* [Reading text]:
⟨

In the present article I show how these two very fundamental subjective aspects of experiences can be accounted for in terms of objective facts about our ability to control what we are doing when we have experiences. More precisely I show first that the worldly, bodily, or mental locus of attribution of an experience can be identified with the degree to which we can use our body movements to control the sensorimotor flow of information. Second I show that the degree and nature of the perceptual “presence” of an experience can be identified with the degree and way in which sensory events can make us lose control of the exploratory activity that constitutes experiencing.

The approach is part of the sensorimotor approach to understanding phenomenal consciousness (O’Regan, 2010, 2011, 2012, 2014). It is what I have called an “analytic phenomenology” (O’Regan et al., 2004) that consists in analyzing and decomposing into scientifically tractable parts what people mean when they consider themselves to be having phenomenal experiences. I suggest that what people mean is that they as persons (or selves3) are implicitly engaged in mentally noting and probing the actual or potential sensorimotor laws that currently govern their interaction the world. The approach is empirical and scientific, for example explaining inter- and intra-modal quality differences and stimulating research on topics like change blindness, sensory substitution, illusions of ownership, color naming, pain, and dissociative disorders. Because the approach relies on everyday-language descriptions of sensorimotor interactions to explain phenomenology, it avoids the “explanatory gap” between the language of experience and the language of neural mechanisms (Levine, 1983). As a consequence the approach does not need to appeal to arcane cortical mechanisms like quantum gravity effects in microtubules, information integration or cortico-thalamic reverberations, that seem to have no intelligible link with the phenomenal qualities of experiences.

⟩

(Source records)
⟨

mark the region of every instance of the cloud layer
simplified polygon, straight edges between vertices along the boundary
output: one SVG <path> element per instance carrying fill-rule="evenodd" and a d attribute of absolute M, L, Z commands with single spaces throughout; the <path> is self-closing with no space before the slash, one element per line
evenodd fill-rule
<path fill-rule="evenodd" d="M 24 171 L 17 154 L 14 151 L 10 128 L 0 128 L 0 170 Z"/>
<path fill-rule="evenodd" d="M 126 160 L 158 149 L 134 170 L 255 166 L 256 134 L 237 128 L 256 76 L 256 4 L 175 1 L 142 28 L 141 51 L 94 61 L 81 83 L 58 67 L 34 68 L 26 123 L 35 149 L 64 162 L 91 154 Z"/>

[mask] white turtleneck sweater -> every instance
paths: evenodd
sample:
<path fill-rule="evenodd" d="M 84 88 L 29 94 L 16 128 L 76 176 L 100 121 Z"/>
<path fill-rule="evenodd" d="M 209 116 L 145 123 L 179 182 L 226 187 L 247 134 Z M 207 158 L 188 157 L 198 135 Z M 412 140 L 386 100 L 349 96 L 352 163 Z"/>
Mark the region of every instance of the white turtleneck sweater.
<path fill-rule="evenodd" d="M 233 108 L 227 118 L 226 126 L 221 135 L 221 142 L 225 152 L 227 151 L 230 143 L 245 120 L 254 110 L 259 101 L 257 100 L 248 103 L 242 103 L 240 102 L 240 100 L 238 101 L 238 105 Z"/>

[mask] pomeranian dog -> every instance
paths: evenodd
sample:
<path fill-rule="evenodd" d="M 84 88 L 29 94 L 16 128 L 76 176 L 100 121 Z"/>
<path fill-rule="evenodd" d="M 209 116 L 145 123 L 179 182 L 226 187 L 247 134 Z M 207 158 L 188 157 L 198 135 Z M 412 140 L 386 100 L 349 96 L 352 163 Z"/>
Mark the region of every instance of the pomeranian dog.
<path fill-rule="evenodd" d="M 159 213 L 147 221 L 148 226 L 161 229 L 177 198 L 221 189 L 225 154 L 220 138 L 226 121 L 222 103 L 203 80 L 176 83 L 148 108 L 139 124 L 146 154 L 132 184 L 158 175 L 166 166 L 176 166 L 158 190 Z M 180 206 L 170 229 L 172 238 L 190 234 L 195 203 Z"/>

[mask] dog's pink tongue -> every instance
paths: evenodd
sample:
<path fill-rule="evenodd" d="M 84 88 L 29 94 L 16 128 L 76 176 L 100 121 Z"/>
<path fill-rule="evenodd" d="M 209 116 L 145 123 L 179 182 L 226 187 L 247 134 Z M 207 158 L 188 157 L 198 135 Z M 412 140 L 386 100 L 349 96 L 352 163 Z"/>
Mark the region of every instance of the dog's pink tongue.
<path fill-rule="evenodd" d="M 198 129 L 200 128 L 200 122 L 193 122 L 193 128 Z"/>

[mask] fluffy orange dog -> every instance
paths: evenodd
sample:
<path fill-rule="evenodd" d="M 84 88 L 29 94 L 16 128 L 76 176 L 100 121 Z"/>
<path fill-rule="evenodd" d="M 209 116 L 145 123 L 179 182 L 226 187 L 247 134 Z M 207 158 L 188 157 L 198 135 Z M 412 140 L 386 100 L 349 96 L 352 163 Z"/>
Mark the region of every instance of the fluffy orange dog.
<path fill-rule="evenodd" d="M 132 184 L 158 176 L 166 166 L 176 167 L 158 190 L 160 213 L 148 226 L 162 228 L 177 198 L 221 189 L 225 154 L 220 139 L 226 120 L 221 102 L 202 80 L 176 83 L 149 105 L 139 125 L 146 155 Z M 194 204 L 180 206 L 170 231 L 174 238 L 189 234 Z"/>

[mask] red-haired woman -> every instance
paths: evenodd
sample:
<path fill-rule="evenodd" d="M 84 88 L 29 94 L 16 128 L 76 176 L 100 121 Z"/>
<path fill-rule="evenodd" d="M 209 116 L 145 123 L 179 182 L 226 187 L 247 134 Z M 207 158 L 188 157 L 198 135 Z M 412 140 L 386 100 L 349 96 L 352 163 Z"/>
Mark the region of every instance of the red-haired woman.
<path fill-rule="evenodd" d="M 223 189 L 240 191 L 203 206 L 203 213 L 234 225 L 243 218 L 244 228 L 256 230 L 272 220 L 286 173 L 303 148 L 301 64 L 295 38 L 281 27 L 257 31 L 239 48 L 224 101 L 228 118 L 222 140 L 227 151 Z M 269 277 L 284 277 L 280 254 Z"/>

⟩

* [Problems and tasks]:
**1)** Quote the passage on the sensorimotor approach, starting at "In the present" and ending at "that constitutes experiencing.".
**2)** According to the passage on the sensorimotor approach, what does the approach avoid because it relies on everyday-language descriptions of sensorimotor interactions?
**3)** List every research topic that the passage on the sensorimotor approach says the approach has stimulated.

* [Task results]:
**1)**
In the present article I show how these two very fundamental subjective aspects of experiences can be accounted for in terms of objective facts about our ability to control what we are doing when we have experiences. More precisely I show first that the worldly, bodily, or mental locus of attribution of an experience can be identified with the degree to which we can use our body movements to control the sensorimotor flow of information. Second I show that the degree and nature of the perceptual “presence” of an experience can be identified with the degree and way in which sensory events can make us lose control of the exploratory activity that constitutes experiencing.

**2)** It avoids the "explanatory gap" between the language of experience and the language of neural mechanisms.

**3)**
- change blindness
- sensory substitution
- illusions of ownership
- color naming
- pain
- dissociative disorders